*SUPPLIED PASSAGE*:
____________

What does CSDDD Article 22 require for climate transition plans?

Article 22 requires covered companies to adopt and put into effect a transition plan for climate change mitigation. The plan must aim, through best efforts, to make the company's business model and strategy compatible with the transition to a sustainable economy, the 1.5 C Paris Agreement pathway, and the EU climate-neutrality objective under the European Climate Law.

The plan is not only a disclosure label. Its design must include targets, the actions and levers for reaching those targets, the investments and funding that support implementation, and the role of the company's administrative, management, and supervisory bodies.

  • Start by confirming whether the company is within the CSDDD company-scope provisions referenced in Article 22.
  • Connect the plan to the company's business model and strategy, not only to a standalone climate policy.
  • Record any relevant exposure to coal-, oil-, and gas-related activities because Article 22 calls out that exposure where relevant.
  • Keep the transition plan current: Article 22 requires an update every 12 months with progress against the climate targets.
Citations
Recommended next step

Turn Article 22 into a maintained evidence file

Use the CSDDD transition-plan elements to connect climate targets, decarbonisation actions, funding, governance review, CSRD cross-references, and annual update evidence.

Question 2

Which targets belong in a CSDDD transition plan?

The plan should include time-bound climate targets for 2030 and then in five-year steps up to 2050. Article 22 says these targets must be based on conclusive scientific evidence.

____________

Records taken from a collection
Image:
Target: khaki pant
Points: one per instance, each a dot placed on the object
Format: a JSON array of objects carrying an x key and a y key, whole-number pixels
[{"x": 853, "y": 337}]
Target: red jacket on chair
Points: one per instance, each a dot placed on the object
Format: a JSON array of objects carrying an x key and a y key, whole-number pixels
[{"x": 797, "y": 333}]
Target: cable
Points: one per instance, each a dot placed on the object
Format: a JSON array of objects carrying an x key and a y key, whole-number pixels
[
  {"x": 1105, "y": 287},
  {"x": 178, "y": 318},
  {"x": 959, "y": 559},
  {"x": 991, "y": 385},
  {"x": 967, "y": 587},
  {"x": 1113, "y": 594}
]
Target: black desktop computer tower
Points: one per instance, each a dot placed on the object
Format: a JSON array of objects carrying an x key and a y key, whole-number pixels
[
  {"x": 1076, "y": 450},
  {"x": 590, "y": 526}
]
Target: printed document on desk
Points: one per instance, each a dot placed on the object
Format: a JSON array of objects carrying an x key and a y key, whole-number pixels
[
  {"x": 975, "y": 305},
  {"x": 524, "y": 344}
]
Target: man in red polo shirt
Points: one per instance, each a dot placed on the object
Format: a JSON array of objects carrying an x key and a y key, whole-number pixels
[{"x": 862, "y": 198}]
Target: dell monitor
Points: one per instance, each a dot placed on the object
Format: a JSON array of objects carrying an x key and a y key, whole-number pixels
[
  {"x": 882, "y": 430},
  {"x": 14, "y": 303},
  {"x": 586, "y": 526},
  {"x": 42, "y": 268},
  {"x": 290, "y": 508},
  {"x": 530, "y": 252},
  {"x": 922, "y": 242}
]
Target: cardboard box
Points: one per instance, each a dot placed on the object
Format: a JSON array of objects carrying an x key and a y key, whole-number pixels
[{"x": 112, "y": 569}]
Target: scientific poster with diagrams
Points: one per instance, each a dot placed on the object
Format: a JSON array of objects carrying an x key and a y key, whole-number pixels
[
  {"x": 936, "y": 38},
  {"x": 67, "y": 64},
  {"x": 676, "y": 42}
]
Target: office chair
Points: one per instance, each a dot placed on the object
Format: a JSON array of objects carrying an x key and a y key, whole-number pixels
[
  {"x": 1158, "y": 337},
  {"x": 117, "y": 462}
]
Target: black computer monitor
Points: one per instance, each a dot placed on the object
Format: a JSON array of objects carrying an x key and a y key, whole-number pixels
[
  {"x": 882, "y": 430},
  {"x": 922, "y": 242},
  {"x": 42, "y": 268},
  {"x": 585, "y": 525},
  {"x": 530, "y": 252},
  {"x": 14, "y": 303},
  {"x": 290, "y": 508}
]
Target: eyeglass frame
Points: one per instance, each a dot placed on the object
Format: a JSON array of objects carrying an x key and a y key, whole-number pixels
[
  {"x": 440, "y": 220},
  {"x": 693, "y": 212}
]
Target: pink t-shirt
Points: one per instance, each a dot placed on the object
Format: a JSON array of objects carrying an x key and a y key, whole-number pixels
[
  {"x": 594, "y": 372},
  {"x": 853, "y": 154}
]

____________

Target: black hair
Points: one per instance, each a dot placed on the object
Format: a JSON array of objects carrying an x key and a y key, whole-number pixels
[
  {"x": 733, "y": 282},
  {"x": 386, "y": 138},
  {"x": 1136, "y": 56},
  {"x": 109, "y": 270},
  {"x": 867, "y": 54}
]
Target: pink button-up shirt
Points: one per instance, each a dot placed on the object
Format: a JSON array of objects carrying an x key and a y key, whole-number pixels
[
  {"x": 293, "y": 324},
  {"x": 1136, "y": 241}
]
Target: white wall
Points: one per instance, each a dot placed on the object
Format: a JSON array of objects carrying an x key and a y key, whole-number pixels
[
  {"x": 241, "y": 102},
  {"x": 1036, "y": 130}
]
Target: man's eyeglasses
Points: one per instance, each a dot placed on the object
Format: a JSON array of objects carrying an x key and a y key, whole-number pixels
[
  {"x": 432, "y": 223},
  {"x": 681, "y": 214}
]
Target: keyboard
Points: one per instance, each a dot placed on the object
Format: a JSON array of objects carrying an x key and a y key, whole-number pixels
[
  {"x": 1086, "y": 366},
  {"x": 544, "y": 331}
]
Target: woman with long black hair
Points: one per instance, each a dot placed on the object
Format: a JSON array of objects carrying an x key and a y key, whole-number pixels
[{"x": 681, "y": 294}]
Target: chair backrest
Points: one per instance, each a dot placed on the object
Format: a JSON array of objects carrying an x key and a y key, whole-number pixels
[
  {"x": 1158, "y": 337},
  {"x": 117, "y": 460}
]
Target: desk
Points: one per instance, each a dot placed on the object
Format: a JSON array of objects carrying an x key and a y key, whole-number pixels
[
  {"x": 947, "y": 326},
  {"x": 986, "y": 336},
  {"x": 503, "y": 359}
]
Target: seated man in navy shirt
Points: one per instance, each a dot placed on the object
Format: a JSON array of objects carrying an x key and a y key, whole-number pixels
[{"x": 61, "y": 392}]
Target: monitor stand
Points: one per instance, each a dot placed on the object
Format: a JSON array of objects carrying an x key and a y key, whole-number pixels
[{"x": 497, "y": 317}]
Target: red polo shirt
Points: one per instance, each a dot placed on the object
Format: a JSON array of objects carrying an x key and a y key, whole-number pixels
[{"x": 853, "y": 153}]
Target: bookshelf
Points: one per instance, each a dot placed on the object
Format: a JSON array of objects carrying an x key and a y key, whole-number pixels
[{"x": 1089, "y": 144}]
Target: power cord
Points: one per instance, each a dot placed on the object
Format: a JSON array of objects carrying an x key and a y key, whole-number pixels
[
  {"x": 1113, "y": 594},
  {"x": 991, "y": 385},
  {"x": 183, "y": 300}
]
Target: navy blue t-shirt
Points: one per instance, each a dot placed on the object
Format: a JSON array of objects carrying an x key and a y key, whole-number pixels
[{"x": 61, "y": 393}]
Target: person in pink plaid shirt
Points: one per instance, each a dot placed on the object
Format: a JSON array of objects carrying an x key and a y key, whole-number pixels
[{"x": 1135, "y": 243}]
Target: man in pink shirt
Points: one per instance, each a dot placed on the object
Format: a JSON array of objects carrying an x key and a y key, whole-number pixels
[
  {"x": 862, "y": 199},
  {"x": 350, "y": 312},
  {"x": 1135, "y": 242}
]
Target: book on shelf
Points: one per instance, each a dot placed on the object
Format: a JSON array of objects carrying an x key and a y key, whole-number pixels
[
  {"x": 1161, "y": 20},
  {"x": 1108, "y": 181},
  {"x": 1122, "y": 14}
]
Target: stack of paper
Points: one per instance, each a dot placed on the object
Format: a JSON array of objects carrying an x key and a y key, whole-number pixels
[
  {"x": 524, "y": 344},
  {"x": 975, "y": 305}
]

____________

*JOB 1*: In the Article 22 text, how often must the transition plan be updated?
*JOB 2*: Return the portion of the Article 22 text between "Turn Article 22" and "annual update evidence.", inclusive.

*SOLUTION 1*: Every 12 months, with progress against the climate targets.

*SOLUTION 2*:
Turn Article 22 into a maintained evidence file

Use the CSDDD transition-plan elements to connect climate targets, decarbonisation actions, funding, governance review, CSRD cross-references, and annual update evidence.